Repeat the passage of the universal basic income text from "If the experiment" to "been less positive...", substituting "small group" for "random sample".

SOURCE:
(begin)

In the real world, UBI is mostly about slashing complex paperwork, and preventing marginal clawback rates as high as 100% or perhaps more(!). But a clawback rate of even 60% or perhaps a bit more, is in fact quite appropriate.
If the experiment was committed by people with an agenda to show UBI doesn't work (or even by people who were neutral on the idea and genuinely interested in its net impact) they'd have picked a random sample of people to pay $8K per year to whilst increasing their personal taxes by a substantially larger amount, in order to make transfer payments across the whole programme net to zero. Suspect that cohort's impressions of the programme would have been less positive...
I think experiment totally fine, just “journalists” decided to put smear into title. I would say that this experiment is successful: UBI did not prevent people from finding jobs, just made them less stressed about it. Current title is little clickbaity
As someone who wants to remain in the workforce, the absolute most frustrating thing about taking a break between jobs or wanting to bootstrap a company or start something new is not the lack of income during that time but that my healthcare in the US is tied to having a job.
Yes, I can buy individual insurance, but moving off and on new plans is incredibly time consuming, and if you have a certain prescription that you are on or have something that is covered by an employer plan but may not be covered by an individual on then it's highly risky to leave.
> Yes, I can buy individual insurance, but moving off and on new plans is incredibly time consuming, and if you have a certain prescription that you are on or have something that is covered by an employer plan but may not be covered by an individual on then it's highly risky to leave.

(end)

RECORDED INFORMATION:
(begin)

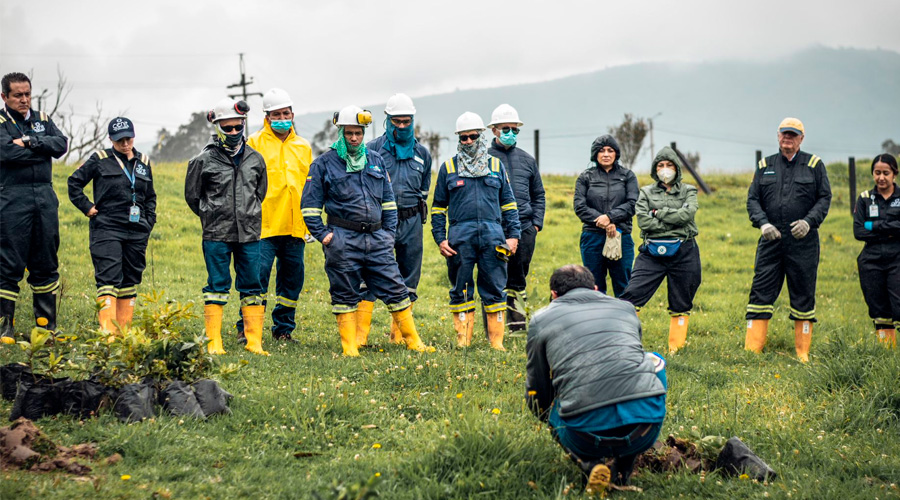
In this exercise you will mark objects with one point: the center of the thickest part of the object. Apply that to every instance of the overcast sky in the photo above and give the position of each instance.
(162, 60)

(end)

FINAL RESULT:
If the experiment was committed by people with an agenda to show UBI doesn't work (or even by people who were neutral on the idea and genuinely interested in its net impact) they'd have picked a small group of people to pay $8K per year to whilst increasing their personal taxes by a substantially larger amount, in order to make transfer payments across the whole programme net to zero. Suspect that cohort's impressions of the programme would have been less positive...